**Stated task**
Reproduce every one of the following items line for line, leaving each unchanged.

Begin Records to use

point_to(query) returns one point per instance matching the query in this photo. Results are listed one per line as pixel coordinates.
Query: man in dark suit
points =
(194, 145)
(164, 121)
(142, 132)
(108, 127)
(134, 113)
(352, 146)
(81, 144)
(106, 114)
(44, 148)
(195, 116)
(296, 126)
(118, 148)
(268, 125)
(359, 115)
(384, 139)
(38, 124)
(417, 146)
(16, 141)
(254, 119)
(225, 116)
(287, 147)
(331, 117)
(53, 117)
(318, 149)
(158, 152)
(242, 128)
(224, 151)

End Records to use

**The completed task**
point_to(query) returns one point per instance matching the query in this photo. Results are listed one per line as pixel coordinates.
Query: man in dark suit
points =
(194, 145)
(164, 121)
(142, 132)
(108, 127)
(134, 113)
(352, 146)
(81, 144)
(106, 114)
(44, 148)
(195, 116)
(296, 126)
(118, 148)
(268, 125)
(359, 115)
(384, 139)
(38, 124)
(417, 146)
(16, 141)
(254, 119)
(225, 116)
(287, 147)
(331, 117)
(53, 117)
(318, 149)
(158, 152)
(242, 128)
(224, 151)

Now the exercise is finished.